* [DATA SHOWN]

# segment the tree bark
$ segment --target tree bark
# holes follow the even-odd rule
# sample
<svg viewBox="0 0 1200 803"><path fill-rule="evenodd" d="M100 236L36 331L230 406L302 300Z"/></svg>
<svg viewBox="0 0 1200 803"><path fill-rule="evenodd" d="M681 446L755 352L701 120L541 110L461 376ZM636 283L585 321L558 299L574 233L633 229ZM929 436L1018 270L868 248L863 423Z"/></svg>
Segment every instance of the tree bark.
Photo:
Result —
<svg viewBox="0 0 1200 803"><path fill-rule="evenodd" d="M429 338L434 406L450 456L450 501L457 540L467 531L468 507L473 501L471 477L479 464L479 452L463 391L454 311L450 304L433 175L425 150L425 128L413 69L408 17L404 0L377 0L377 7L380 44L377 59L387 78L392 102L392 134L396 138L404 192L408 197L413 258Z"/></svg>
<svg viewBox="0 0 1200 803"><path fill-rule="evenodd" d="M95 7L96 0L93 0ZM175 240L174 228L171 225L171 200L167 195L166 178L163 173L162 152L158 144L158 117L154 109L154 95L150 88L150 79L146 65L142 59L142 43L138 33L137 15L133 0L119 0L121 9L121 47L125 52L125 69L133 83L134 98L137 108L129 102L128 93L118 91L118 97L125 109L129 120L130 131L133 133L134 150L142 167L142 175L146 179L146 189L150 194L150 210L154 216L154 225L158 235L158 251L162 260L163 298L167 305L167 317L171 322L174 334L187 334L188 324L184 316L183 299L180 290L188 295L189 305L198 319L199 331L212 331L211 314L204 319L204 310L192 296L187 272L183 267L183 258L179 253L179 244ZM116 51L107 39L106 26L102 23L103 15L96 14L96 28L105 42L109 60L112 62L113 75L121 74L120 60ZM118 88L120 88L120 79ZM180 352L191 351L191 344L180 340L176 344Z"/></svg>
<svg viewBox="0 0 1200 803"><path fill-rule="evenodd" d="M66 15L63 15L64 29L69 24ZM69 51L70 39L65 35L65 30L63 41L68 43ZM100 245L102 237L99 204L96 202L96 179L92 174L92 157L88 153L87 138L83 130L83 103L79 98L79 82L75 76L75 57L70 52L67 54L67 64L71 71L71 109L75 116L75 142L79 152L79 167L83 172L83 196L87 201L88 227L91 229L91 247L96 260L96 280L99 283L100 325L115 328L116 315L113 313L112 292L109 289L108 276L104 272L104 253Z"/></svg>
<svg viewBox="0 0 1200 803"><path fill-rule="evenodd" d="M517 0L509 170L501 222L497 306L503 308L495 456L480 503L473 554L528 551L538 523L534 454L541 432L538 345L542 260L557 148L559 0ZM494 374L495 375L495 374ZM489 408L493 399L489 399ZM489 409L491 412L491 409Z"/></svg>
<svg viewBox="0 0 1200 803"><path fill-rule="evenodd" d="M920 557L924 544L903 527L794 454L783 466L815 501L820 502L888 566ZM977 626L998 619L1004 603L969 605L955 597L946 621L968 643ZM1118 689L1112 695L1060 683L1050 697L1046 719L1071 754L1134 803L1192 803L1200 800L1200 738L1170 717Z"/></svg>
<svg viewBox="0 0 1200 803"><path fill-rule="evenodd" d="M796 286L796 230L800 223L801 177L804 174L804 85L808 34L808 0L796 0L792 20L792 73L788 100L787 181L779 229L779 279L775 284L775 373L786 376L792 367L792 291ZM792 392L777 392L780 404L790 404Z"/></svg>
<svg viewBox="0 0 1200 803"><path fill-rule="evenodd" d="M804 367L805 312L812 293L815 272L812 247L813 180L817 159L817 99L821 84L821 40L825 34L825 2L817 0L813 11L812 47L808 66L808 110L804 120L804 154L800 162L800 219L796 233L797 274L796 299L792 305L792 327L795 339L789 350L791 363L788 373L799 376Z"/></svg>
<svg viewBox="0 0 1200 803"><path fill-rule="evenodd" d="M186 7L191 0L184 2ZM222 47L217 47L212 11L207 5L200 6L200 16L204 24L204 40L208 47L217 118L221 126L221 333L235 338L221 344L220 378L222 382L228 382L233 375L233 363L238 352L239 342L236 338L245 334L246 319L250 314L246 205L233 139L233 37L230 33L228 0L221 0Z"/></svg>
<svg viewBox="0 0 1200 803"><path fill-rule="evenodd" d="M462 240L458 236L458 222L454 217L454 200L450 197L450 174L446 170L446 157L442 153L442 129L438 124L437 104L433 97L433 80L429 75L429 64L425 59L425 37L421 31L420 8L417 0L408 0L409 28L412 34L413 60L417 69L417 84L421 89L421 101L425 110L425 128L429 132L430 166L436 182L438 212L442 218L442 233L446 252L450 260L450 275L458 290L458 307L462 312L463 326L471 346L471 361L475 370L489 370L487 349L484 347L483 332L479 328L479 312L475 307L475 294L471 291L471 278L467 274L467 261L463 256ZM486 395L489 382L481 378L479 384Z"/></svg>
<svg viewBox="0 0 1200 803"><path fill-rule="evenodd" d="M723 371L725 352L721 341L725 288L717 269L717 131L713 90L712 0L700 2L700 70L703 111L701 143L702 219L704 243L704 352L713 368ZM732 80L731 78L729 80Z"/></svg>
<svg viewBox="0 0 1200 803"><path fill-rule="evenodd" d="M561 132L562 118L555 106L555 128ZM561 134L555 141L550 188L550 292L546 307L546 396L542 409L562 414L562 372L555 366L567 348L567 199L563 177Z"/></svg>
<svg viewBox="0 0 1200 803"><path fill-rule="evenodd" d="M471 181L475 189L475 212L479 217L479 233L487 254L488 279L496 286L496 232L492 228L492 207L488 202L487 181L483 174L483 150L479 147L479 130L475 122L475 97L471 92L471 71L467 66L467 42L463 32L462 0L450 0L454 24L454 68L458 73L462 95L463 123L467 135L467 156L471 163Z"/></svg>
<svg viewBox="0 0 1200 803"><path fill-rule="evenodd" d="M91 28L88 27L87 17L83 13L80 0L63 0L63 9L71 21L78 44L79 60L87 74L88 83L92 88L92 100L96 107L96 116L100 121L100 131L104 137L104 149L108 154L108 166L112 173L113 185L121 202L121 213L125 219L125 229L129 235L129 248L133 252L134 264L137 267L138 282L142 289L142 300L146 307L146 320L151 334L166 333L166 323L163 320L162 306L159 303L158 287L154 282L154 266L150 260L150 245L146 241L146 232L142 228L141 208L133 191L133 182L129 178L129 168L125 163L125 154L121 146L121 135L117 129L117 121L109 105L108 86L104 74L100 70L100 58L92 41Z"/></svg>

* [ASSIGNMENT] Your reply should consist of a single number, the count of lines in the records above that contain the string "tree".

* [ANSWER SPACE] 3